Exercise prompt: Search the records for the string "point" and report how many lines contain it, with nothing else.

Stored data:
++++++++

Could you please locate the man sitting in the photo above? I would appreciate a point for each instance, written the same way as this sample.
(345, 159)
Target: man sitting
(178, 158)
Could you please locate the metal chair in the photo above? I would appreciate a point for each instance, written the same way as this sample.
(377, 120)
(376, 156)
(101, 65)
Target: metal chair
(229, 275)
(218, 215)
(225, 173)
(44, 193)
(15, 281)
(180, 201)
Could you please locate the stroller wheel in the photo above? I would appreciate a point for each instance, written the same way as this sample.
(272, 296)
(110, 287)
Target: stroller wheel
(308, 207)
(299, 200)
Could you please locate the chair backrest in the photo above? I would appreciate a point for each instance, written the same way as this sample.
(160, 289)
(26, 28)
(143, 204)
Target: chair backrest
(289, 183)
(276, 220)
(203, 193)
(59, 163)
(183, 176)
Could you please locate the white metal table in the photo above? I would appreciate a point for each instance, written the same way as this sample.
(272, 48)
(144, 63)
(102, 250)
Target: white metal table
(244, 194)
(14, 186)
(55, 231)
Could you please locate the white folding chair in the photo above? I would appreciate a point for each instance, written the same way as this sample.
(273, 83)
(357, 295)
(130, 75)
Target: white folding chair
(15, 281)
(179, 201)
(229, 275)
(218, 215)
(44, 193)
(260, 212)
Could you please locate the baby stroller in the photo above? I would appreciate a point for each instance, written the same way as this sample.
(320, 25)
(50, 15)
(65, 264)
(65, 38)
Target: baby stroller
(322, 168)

++++++++

Finished exercise: 7